- **Stated problem**: Identify every line that contains the string "down" and copy each such line in full. Match case exactly.

>> start Material for this exercise

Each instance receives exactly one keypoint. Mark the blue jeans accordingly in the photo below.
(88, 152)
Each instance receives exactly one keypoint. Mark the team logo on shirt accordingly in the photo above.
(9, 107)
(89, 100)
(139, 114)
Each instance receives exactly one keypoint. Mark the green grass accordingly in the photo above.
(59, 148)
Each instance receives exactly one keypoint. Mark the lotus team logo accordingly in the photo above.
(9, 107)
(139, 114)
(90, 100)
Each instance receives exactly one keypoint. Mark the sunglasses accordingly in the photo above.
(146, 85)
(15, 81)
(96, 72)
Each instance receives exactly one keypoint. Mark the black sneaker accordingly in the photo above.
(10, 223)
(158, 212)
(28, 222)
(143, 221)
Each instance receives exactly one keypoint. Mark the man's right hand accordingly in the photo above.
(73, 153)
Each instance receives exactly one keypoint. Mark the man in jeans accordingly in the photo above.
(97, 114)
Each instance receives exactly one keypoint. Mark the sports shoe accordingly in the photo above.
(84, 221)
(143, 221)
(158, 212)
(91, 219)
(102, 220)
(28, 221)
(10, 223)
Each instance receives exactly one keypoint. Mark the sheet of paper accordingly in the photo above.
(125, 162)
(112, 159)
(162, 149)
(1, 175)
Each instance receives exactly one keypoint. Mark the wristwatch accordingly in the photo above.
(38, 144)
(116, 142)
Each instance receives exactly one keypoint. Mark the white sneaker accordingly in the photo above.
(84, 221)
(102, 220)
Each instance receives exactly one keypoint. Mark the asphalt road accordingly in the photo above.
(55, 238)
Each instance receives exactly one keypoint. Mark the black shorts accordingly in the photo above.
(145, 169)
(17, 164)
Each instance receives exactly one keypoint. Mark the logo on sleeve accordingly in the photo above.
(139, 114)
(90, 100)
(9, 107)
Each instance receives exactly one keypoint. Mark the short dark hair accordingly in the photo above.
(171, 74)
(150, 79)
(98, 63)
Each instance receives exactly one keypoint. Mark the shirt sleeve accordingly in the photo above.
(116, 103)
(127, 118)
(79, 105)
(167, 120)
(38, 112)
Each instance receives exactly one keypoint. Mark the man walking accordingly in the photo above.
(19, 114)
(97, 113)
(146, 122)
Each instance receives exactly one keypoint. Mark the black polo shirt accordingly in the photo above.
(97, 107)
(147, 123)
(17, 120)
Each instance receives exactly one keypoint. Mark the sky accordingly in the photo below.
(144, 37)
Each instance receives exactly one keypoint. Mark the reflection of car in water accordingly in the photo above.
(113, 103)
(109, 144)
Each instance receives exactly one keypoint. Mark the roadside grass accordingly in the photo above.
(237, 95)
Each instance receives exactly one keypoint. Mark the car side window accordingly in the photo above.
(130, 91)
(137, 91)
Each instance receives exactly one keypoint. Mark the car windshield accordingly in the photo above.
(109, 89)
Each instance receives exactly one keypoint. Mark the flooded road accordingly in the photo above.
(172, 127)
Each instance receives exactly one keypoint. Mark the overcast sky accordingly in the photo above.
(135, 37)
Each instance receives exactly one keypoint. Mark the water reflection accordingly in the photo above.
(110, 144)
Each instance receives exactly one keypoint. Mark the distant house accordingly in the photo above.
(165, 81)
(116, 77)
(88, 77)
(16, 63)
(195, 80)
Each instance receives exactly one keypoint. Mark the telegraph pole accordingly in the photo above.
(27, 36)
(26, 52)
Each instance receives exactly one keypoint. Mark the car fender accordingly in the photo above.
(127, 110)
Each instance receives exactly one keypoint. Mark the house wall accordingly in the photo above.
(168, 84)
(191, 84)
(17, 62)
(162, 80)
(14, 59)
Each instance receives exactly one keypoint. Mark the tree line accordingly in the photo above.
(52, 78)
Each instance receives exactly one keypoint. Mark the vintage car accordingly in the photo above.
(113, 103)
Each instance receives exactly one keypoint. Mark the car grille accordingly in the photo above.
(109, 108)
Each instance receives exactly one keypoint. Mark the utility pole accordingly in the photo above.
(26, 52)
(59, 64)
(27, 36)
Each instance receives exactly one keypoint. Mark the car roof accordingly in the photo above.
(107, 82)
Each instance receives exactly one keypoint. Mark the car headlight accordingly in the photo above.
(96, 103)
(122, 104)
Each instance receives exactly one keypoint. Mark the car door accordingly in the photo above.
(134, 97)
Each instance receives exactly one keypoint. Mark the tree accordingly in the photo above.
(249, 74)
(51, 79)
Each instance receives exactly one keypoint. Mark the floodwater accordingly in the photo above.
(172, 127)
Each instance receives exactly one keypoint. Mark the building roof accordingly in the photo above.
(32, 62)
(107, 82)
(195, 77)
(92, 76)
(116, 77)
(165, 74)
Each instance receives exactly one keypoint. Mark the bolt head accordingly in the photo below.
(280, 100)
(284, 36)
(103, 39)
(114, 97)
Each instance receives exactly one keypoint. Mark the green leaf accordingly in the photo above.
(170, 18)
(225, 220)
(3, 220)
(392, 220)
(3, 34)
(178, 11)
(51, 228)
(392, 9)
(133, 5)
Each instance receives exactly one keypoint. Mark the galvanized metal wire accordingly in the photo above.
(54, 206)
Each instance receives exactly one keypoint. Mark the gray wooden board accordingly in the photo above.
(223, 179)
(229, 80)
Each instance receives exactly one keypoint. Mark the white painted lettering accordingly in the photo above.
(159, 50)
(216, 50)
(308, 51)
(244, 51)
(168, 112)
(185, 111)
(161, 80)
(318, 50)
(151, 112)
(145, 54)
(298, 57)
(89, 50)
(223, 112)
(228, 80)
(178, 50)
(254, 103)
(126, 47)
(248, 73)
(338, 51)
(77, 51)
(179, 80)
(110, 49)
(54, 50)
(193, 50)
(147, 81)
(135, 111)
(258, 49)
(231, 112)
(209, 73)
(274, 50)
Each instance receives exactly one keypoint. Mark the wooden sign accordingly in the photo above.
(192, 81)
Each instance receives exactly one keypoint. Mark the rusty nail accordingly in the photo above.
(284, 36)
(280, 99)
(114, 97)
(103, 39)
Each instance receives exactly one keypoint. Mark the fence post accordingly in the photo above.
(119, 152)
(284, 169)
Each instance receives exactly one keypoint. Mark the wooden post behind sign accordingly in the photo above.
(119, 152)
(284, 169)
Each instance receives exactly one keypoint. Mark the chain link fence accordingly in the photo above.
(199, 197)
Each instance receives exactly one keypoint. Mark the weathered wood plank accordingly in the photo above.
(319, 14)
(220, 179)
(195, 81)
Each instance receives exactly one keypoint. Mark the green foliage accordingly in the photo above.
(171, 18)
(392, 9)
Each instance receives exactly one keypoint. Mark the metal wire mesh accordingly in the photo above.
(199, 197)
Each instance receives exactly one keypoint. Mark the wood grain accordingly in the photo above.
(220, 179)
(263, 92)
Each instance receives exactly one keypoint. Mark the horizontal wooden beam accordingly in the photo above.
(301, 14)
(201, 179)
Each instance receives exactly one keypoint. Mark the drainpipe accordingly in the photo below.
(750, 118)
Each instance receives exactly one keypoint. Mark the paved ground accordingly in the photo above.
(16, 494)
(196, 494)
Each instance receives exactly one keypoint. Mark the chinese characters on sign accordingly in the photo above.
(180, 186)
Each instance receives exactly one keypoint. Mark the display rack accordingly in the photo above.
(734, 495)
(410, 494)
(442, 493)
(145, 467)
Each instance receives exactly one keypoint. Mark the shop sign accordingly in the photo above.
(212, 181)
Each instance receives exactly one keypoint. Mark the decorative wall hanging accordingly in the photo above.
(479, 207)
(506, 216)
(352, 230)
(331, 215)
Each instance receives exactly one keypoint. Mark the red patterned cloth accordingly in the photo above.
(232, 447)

>> end Material for this exercise
>> start Material for this exercise

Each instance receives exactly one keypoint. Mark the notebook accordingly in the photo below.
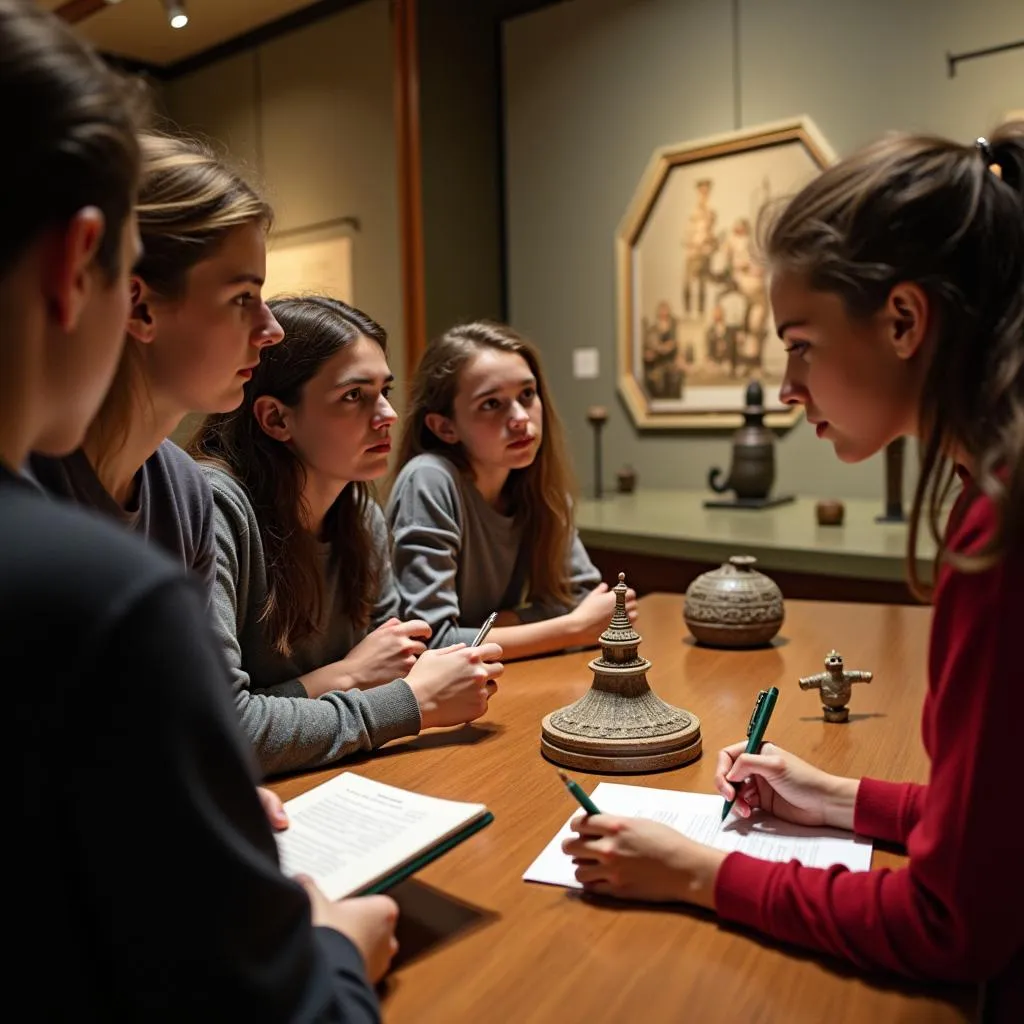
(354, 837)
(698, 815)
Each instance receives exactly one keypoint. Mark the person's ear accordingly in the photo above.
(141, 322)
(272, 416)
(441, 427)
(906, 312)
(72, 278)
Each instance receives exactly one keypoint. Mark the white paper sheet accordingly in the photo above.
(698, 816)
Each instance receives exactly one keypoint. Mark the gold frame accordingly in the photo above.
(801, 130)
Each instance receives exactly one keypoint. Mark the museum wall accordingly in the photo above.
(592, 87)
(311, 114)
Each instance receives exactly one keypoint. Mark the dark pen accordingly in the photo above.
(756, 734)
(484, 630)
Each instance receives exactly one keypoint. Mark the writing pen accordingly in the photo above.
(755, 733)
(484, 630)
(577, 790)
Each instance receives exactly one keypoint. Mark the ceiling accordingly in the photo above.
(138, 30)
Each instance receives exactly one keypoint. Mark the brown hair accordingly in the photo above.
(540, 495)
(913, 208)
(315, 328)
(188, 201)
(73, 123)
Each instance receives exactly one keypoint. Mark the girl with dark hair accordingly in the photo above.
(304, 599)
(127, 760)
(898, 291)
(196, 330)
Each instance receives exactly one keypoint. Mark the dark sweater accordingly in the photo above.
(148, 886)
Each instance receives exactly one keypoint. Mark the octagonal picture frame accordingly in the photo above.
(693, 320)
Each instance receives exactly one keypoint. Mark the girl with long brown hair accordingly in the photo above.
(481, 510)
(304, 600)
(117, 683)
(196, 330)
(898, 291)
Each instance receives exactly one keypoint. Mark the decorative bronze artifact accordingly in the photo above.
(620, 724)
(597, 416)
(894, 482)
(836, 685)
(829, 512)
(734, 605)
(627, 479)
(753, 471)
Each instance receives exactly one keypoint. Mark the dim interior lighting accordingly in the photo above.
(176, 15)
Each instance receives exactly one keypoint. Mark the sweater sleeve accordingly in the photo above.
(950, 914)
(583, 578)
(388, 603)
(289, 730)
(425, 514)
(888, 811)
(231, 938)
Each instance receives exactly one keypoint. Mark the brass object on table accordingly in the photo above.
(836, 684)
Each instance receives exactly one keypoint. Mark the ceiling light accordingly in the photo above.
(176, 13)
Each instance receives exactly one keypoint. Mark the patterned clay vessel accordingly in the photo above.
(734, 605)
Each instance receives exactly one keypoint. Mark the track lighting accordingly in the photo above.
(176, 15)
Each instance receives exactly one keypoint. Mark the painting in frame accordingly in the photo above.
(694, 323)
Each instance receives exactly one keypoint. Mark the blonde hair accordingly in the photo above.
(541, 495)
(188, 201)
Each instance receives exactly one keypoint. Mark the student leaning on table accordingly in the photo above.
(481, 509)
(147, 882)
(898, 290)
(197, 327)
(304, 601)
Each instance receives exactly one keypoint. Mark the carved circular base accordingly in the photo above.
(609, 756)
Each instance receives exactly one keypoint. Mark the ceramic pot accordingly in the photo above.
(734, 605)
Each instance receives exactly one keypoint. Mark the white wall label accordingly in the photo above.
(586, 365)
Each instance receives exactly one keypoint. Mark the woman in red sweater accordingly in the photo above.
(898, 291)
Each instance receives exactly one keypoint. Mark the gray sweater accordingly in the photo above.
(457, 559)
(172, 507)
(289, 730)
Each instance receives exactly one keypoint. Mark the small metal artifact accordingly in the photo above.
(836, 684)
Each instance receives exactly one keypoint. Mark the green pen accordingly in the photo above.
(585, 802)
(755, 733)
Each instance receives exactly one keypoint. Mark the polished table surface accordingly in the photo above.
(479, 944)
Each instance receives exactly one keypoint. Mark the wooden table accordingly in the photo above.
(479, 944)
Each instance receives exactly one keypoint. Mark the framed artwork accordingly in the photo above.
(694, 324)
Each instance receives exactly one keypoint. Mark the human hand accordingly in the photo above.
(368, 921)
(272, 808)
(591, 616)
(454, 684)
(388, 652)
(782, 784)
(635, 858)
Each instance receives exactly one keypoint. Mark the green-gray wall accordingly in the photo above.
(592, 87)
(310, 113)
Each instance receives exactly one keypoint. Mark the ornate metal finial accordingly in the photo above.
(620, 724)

>> end Material for this exercise
>> start Material for this exercise

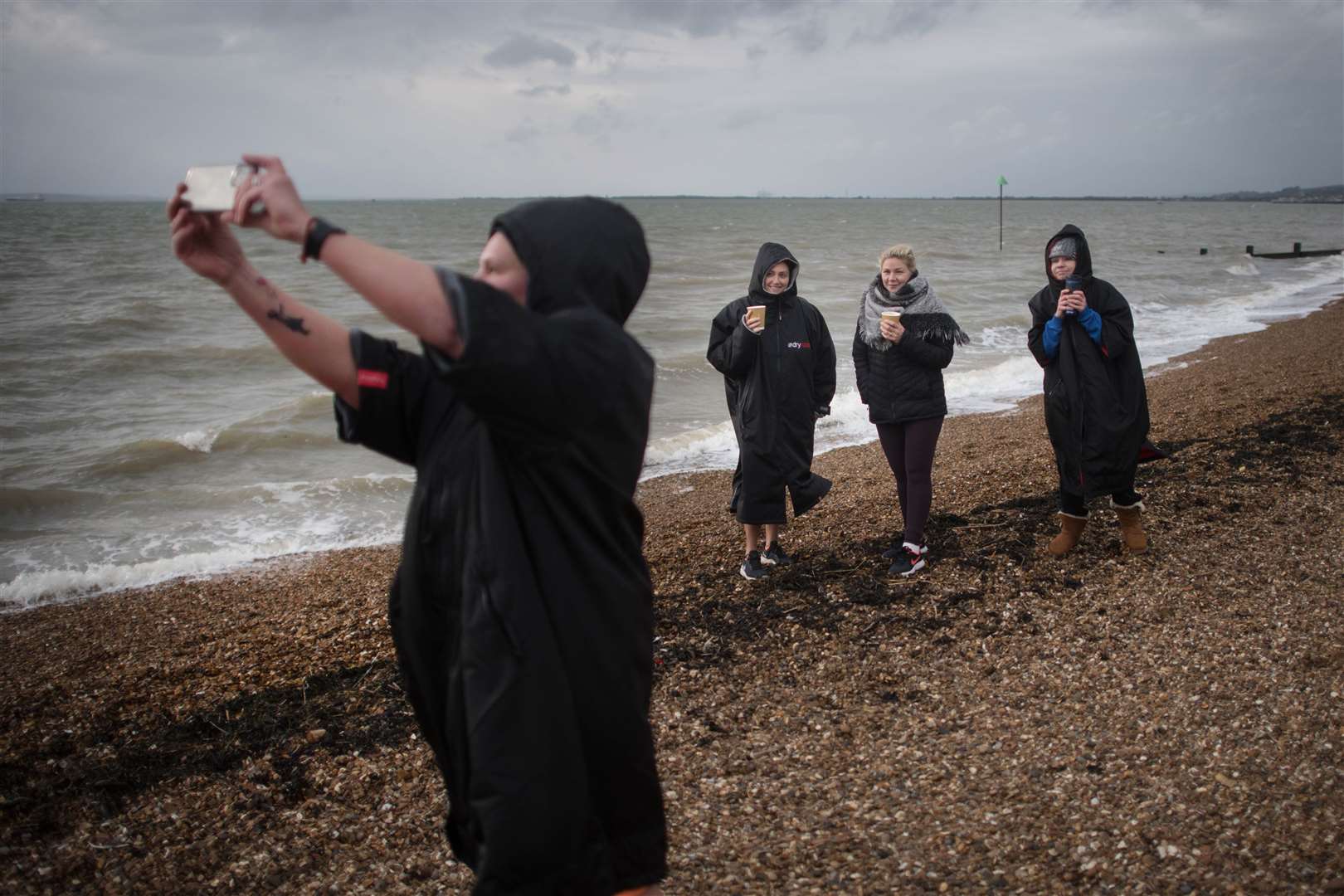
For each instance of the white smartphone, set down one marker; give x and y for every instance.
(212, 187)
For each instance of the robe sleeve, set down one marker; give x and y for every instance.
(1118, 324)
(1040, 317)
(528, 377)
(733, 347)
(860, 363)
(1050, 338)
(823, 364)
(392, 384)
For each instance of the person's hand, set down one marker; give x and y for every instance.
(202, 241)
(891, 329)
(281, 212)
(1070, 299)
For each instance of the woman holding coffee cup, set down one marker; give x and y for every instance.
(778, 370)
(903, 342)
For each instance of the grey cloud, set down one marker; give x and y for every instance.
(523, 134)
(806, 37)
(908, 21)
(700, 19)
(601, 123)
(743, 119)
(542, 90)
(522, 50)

>> end Material for this exercise

- **Task answer**:
For each instance of the white smartphone, set down one marker; give x and y for every instance.
For each instance of the robe sleeve, set down one marker; give x and y for every instance.
For each instance of the person's hand, set down one marker; give x and y for every instance.
For each instance of the woman holding coffee cup, set down one marker; give x and y for every instance.
For each instance of the grey cloud, set down one marker; give x and y for every instance.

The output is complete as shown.